- Tasks to complete -
a - Do these statements agree with the mentoring passage below? For each, answer yes or no and quote the words that decide it. (i) The Preparing Future Faculty Program belongs to ASU's Graduate College. (ii) People from other institutions are invited to ASU to exchange ideas. (iii) All of the writer's students are doctoral students.
b - Quote the stretch of the mentoring passage below from "Our collective efforts" through "on related research.".

- Text passage -
Our collective efforts also require me to be aware and sensitive to their progress. Letters of reference are critical for my students at many stages of their development, including requests for funding, awards, grants, their initial jobs, and promotions. Here at ASU, my students have noted the importance of the Graduate College’s Preparing Future Faculty Program, which also has helped us with related opportunities from major professional organizations. The Program also provides us with more information regarding relevant work such as reviewing academic manuscripts and research proposals. We also invite graduate students and colleagues from other institutions to come to ASU to exchange ideas on related research.
My doctoral and law students examine the tensions between marginalized peoples and globalization, which is not merely an issue for academic consideration in the new millennium. It has serious implications for the lives of people in the world who are caught at the crossroads of these conflicting trends, especially people in their struggles for self-determination, equity, and justice. My involvement, for example, includes the sponsorship and guidance of my students’ work on restoration as alternatives to criminal sanctions on and off American Indian Reservations, projects on homelessness and self-determination, problems in minority communities in rural and urban areas, and prejudice related to the vast dimensions of disability, and research related to the sources of terrorism versus leadership. My perspective is that teaching includes disseminating research from scholars and effective service (as in teaching and learning with the community), and that research is informed by first-rate teaching. Mentoring, teaching and research are informed fundamentally by related service. We amplify the symbiotic nature of the activities, and search for how each can become a catalyst rather than a catharsis. I find joy in working with diverse students who are interested in learning deeply, who search behind privileged facades, and who remain committed to trying to help eliminate prejudice related to gender, sexual preference, ethnicity, racialization, age, socioeconomic class, disabilities and diversity.

- Data excerpt -
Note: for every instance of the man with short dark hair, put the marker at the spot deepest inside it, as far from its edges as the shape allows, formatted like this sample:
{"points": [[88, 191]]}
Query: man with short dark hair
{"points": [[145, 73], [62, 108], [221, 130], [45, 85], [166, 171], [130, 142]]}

- Results for each task -
a -
(i) Yes: "the Graduate College’s Preparing Future Faculty Program"
(ii) Yes: "We also invite graduate students and colleagues from other institutions to come to ASU to exchange ideas on related research."
(iii) No: "My doctoral and law students examine the tensions between marginalized peoples and globalization"

b -
Our collective efforts also require me to be aware and sensitive to their progress. Letters of reference are critical for my students at many stages of their development, including requests for funding, awards, grants, their initial jobs, and promotions. Here at ASU, my students have noted the importance of the Graduate College’s Preparing Future Faculty Program, which also has helped us with related opportunities from major professional organizations. The Program also provides us with more information regarding relevant work such as reviewing academic manuscripts and research proposals. We also invite graduate students and colleagues from other institutions to come to ASU to exchange ideas on related research.